TASK TO COMPLETE: Write the line that contains "Tag one point on every instance of the car" and each one after it, word for word, ending with the final line of the data.

[EXERCISE INPUTS Boundary: Start]

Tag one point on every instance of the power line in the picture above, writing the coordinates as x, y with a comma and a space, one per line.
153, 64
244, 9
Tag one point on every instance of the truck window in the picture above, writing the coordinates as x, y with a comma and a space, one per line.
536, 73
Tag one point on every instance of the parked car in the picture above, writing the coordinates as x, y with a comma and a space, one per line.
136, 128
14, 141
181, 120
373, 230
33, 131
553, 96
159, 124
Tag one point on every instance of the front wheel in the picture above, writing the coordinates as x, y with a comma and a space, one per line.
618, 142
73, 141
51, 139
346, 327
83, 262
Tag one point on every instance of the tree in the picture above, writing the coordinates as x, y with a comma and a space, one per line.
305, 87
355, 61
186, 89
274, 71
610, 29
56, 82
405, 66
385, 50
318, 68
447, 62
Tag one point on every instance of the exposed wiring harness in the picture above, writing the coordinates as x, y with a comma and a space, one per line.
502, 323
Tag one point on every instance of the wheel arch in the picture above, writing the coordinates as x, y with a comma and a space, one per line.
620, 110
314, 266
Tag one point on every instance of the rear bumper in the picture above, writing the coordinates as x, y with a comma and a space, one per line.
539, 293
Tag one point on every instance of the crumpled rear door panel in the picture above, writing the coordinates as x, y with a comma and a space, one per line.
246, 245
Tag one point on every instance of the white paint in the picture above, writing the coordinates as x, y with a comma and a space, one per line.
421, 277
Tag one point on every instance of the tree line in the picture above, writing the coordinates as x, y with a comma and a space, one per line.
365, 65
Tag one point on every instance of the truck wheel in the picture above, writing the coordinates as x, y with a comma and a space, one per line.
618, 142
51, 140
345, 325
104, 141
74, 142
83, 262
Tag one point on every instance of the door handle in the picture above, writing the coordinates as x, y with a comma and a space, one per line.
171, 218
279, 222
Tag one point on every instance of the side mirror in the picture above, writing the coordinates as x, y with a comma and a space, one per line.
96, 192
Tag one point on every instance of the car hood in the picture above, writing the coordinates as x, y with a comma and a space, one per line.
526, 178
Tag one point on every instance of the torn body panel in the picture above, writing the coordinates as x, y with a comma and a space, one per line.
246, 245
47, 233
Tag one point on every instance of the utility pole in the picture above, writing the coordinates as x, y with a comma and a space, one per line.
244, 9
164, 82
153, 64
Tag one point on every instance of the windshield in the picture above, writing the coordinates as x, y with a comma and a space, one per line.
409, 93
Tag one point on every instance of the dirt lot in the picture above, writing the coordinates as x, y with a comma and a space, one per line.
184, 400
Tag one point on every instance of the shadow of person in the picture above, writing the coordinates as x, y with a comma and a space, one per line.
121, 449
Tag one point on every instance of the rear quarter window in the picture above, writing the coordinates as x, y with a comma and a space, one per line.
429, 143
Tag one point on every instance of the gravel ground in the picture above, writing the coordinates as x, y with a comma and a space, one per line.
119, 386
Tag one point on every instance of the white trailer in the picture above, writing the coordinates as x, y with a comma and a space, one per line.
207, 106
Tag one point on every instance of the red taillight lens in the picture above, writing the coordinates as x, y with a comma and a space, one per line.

[EXERCISE INPUTS Boundary: End]

WRITTEN REPLY:
Tag one point on every instance of the car hood in the picture above, writing the coordinates as x, y with a comma and a space, one per line.
526, 178
Tag one point on every instance of the torn body panel in the picture above, writing the coordinates as x, y with a comma and a space, one per line.
246, 245
47, 233
Tag one point on every instance of the utility pole in the picture above, writing the coordinates as x, y with a comma and a space, one per line.
244, 9
164, 82
153, 64
Tag one point on every instance of the windshield in the picture above, writing the coordinates as x, y with a comma and a space, one per line.
409, 93
Tag one point on every instance of the dirt lot in the picture above, writing the coordinates as x, y with a comma and a space, one per line.
184, 400
Tag one point on every instance of the shadow of person in the picture above, writing the coordinates as x, y with a comma and a space, one per line.
121, 449
Tag one point on every instance of the rear quarter window in the picture above, writing the coordinates as x, y with a comma and a space, one per line.
429, 143
Tag one point on every instance of the gravel ground in the picture above, writing the coordinates as x, y with a comma and a space, one per line.
119, 386
Tag one point on every instance of the white trailer in the picture above, writing the coordinates as x, y with a comma and a space, one per line.
207, 106
Tag one point on every instance of the red taillight lens in the picture above, writing the coordinates as x, y with a comma and a space, one per line.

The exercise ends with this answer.